▶ Görev: Özel hayat konulu sayfa metninde "Şimdilerde, benim aldığım" sözlerinin bulunduğu yerden başlayın, "özel telefon numaramı.." sözlerinden sonra durun. Aradaki bölümü hiç değiştirmeden yazın.

═══ Sayfa Metni

15 Mar 2012

Özel hayatım bitiyor mu?

                                        
Şimdilere kadar, her türlü bilgilerimizin depolandığı arşivler belli güçlerin kontrolündeydi ve bizim genel bilgilerimizi içeriyordu.

Doğum, ölüm, evlilik, sabıka, sahip olunan kayıtlı taşınmazların bilgileri, sahibi olunan taşıtların kayıtları, deklare edilmiş olan gelirler.. gibi bilgilerimiz devletin sorumlu birimleri tarafından kayıt altına alınırdı ama kayıt altına alanın yazdığı defterde öylece dururdu. Gerekmedikçe kimseler o defterleri karıştırmazdı. Bazen devletin kendisi bile o defterlerin içindeki kayıtları unuturdu. Bir nüfus kaydı çıkartabilmek için, ilgili nüfus dairelerinde günlerce beklenildiği olurdu.. Tozlu arşivlerden bulunup çıksın diye..



Genelde adres bilgimiz ve doğum tarihimiz, medeni halimiz, çocuk sayısı gibi sınırlı bilgiler de işyerlerimizde ve muhtarlıklarımızda kayıt altına alınırdı.

Çalıştığım banka şubesi bilirdi benim hesabımın içeriğini .. Doktorum bilirdi sağlığımın durumunu.

'Özelim' dediğimiz bilgilerimizdi, genel bilgiler dışında kalanlar..

Başkalarıyla paylaşmak istemediğim, hayatımla ilgili her türlü bilgim benim 'özelim'di. Ben istemedikçe kimse ulaşamazdı. Yazdığım günlüklerimi bile öyle bir saklardım ki bazen ben bile bulamazdım.

Sonraları bilgisayar teknolojisi gelişmeye başladı ve benim özellerimin sınırları küçülmeye başladı.

Şimdilerde, benim aldığım iç donu markasından, kiminle ne sıklıkta görüştüğüme varana kadar her şeyimi kayıt altına alıyorlar. Benim önemsiz bulup da unuttuklarımı onlar kayıt ediyor ve her türlü istatistiklerde veya kendilerine göre başka nedenler için kullanıyorlar.. Bazen birbirlerine satıyorlar, benden izin almaya gerek görmeden, benim özel telefon numaramı..

══════
═══ Veri Bölümü

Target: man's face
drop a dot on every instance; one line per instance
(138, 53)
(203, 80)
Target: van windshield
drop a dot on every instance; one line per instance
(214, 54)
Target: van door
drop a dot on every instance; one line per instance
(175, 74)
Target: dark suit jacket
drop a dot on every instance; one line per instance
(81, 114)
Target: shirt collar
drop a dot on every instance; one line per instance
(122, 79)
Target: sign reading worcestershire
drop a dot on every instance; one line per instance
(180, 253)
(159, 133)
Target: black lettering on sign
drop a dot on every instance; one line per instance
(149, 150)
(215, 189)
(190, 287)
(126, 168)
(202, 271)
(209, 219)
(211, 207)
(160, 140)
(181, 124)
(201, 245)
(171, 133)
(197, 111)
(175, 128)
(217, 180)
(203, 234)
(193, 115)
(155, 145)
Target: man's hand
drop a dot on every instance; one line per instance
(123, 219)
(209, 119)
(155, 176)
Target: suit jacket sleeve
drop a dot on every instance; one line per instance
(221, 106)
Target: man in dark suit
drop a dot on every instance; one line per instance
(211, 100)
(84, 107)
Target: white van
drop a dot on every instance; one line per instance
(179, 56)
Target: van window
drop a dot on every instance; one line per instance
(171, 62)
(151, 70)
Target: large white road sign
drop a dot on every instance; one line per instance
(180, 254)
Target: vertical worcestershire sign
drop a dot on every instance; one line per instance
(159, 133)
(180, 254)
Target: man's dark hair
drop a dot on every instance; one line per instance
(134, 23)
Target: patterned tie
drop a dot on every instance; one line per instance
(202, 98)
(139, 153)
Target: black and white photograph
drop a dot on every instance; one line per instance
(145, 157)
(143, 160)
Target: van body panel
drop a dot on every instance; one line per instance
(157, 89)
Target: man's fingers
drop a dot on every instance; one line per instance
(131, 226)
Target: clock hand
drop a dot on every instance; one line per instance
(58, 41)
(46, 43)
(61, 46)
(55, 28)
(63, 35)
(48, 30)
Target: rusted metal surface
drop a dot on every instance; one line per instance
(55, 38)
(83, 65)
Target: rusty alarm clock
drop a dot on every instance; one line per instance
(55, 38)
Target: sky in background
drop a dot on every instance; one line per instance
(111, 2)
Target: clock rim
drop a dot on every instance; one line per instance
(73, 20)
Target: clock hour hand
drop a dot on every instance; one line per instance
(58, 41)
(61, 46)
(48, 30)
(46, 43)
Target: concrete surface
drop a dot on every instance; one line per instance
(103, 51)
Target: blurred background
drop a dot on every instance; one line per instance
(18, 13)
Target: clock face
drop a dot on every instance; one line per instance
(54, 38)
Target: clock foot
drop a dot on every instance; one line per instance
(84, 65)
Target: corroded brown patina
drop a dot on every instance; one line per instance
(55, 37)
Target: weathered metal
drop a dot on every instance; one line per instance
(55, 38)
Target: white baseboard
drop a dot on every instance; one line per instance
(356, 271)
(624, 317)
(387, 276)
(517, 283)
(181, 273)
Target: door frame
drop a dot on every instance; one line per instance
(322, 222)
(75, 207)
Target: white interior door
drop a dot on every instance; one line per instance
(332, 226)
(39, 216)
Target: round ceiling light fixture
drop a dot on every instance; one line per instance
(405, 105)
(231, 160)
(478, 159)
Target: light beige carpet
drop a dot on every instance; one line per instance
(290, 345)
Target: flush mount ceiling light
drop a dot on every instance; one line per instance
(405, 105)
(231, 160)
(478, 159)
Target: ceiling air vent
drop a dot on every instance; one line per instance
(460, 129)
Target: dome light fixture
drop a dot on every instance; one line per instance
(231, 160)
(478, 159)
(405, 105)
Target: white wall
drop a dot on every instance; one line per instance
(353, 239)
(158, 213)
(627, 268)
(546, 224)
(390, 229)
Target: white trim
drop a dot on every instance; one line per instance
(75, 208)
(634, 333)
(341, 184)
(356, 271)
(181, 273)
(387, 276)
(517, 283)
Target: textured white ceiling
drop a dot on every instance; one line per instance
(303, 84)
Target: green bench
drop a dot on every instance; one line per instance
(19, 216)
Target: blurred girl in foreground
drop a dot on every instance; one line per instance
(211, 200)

══════

▶ Tam Yanıt:
Şimdilerde, benim aldığım iç donu markasından, kiminle ne sıklıkta görüştüğüme varana kadar her şeyimi kayıt altına alıyorlar. Benim önemsiz bulup da unuttuklarımı onlar kayıt ediyor ve her türlü istatistiklerde veya kendilerine göre başka nedenler için kullanıyorlar.. Bazen birbirlerine satıyorlar, benden izin almaya gerek görmeden, benim özel telefon numaramı..